Exercise text:
——————
Help Cork's forgotten children

Help Cork's forgotten children
St. Gabriel's Special School, Curraheen. Panelling in need of repair on the side of the roof. Picture: Denis Minihane.

CHILDREN at St Gabriel’s special school in Bishopstown have been “neglected” by the State, Taoiseach Leo Varadkar has been told.

Special Needs Assistance Liz Gill with pupil Robert Campion in a play area of St. Gabriel's Special School. Picture: Denis Minihane.
Special Needs Assistance Liz Gill with pupil Robert Campion in a play area of St. Gabriel's Special School. Picture: Denis Minihane.

St Gabriel’s, the Cork school where parents have launched a €200,000 crowdfunding campaign to cover the cost of repairs, was the subject of an exchange in the Dáil between the Fianna Fáil leader Micheál Martin and the Taoiseach during yesterday’s Leader’s Questions.

Forty-three children with severe to profound intellectual disabilities (ID) attend St Gabriel’s, which is currently the only school in Cork that can enrol students with a dual diagnosis of ID and autism.
——————
Provided data:
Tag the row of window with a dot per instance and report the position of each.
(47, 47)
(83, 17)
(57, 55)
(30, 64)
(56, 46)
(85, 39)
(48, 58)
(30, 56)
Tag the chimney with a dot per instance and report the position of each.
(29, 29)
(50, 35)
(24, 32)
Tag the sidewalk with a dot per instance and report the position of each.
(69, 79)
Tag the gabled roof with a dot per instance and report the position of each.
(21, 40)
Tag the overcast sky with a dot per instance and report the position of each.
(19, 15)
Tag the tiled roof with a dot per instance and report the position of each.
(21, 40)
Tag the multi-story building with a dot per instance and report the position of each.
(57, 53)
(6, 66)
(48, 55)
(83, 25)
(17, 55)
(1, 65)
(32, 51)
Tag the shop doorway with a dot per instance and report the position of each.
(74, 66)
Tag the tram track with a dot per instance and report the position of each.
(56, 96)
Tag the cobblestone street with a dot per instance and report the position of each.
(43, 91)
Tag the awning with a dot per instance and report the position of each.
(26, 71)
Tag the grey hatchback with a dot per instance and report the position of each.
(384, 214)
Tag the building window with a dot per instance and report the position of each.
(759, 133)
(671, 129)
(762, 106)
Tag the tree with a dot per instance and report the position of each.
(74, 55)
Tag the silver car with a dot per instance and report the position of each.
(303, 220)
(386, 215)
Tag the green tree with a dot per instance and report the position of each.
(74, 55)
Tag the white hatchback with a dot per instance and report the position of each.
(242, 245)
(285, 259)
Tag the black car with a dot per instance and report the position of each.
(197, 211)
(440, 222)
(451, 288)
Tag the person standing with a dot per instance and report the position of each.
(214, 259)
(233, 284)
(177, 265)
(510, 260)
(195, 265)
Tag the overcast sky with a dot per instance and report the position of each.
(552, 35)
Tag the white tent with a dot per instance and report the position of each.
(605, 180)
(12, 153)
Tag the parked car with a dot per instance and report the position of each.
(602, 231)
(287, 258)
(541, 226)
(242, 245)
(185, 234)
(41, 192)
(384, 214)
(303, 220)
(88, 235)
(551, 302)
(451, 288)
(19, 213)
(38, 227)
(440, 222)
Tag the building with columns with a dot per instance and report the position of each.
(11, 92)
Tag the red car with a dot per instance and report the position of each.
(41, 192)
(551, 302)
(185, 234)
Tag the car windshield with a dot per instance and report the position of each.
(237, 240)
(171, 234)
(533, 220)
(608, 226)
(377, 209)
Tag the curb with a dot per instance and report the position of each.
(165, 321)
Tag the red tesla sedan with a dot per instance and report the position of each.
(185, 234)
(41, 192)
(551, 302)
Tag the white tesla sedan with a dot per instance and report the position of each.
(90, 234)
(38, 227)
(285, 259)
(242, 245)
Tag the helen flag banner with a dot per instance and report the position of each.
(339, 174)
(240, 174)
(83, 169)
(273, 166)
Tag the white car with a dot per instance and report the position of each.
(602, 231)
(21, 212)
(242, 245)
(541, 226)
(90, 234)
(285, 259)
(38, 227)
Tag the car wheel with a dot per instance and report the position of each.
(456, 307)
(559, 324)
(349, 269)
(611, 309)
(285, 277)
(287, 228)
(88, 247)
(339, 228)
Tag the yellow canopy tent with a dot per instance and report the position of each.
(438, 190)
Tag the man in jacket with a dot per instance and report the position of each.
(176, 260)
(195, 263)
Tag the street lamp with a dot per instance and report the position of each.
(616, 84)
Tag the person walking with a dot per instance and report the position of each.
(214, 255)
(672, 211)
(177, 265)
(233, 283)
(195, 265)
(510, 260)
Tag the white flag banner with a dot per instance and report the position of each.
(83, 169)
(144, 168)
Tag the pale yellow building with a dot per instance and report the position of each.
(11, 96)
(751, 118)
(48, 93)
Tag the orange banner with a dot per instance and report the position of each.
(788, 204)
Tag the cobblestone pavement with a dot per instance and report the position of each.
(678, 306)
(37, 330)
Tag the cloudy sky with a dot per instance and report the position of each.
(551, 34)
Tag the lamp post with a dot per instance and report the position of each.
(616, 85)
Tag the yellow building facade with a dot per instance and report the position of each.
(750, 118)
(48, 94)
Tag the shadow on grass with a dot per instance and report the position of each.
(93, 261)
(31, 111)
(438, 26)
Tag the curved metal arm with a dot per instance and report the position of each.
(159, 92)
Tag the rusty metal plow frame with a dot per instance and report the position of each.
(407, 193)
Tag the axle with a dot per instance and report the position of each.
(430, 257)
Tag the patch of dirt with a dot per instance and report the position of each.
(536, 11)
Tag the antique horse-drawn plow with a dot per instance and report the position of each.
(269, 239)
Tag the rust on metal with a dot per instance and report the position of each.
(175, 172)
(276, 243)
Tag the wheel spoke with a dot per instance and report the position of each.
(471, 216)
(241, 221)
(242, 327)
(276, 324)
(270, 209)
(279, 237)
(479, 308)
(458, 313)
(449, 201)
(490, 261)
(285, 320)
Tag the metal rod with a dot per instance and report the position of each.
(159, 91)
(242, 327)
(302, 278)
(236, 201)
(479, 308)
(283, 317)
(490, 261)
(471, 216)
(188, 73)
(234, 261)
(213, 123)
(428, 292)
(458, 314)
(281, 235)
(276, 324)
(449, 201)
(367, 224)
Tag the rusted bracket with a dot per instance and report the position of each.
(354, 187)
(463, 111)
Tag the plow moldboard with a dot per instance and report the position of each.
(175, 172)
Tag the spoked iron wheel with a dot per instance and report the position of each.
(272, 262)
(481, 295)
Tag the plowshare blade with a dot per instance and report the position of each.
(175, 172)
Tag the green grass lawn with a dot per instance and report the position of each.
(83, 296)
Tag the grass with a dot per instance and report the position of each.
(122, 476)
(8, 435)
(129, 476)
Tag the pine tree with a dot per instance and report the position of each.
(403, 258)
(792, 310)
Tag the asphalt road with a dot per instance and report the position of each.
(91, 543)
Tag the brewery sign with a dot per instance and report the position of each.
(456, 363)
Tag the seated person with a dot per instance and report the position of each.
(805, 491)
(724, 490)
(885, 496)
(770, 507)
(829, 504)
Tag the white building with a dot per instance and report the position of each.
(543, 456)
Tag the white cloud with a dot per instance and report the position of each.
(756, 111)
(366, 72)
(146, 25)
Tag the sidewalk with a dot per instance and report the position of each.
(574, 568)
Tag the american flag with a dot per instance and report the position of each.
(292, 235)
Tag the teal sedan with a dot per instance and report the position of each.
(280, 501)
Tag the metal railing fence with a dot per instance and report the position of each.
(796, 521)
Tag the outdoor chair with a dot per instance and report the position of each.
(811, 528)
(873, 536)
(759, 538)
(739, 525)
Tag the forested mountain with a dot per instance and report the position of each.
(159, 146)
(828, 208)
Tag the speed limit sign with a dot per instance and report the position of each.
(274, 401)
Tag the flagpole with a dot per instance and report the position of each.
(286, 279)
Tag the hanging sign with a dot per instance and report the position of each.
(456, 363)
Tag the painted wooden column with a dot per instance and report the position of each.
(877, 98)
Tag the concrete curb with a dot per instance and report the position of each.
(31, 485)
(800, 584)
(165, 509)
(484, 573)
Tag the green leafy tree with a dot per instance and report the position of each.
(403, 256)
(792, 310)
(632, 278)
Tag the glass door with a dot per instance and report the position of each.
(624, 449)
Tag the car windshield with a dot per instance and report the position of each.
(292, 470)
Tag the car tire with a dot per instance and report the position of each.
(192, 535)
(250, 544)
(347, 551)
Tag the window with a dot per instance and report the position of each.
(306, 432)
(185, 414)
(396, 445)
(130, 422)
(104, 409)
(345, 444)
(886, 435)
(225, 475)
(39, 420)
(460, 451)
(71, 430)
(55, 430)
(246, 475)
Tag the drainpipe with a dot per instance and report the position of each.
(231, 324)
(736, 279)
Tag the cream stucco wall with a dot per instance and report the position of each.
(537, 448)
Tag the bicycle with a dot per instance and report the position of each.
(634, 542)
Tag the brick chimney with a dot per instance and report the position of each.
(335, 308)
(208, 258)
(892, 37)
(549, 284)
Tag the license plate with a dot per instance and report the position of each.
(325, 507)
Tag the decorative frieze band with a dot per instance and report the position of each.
——————
Exercise 1:
Answer these questions from the article on St Gabriel's school:
(a) How much money are parents trying to raise through their campaign?
(b) How many children attend St Gabriel's?
(c) Who is credited with the pictures?
Exercise 2: Rewrite the article on St Gabriel's school starting at "CHILDREN at St" and ending at "ID and autism.", changing "crowdfunding campaign" to "fundraising campaign".
The records have no connection to the article on St Gabriel's school.

Task response 1:
(a) €200,000
(b) Forty-three
(c) Denis Minihane

Task response 2:
CHILDREN at St Gabriel’s special school in Bishopstown have been “neglected” by the State, Taoiseach Leo Varadkar has been told.

Special Needs Assistance Liz Gill with pupil Robert Campion in a play area of St. Gabriel's Special School. Picture: Denis Minihane.
Special Needs Assistance Liz Gill with pupil Robert Campion in a play area of St. Gabriel's Special School. Picture: Denis Minihane.

St Gabriel’s, the Cork school where parents have launched a €200,000 fundraising campaign to cover the cost of repairs, was the subject of an exchange in the Dáil between the Fianna Fáil leader Micheál Martin and the Taoiseach during yesterday’s Leader’s Questions.

Forty-three children with severe to profound intellectual disabilities (ID) attend St Gabriel’s, which is currently the only school in Cork that can enrol students with a dual diagnosis of ID and autism.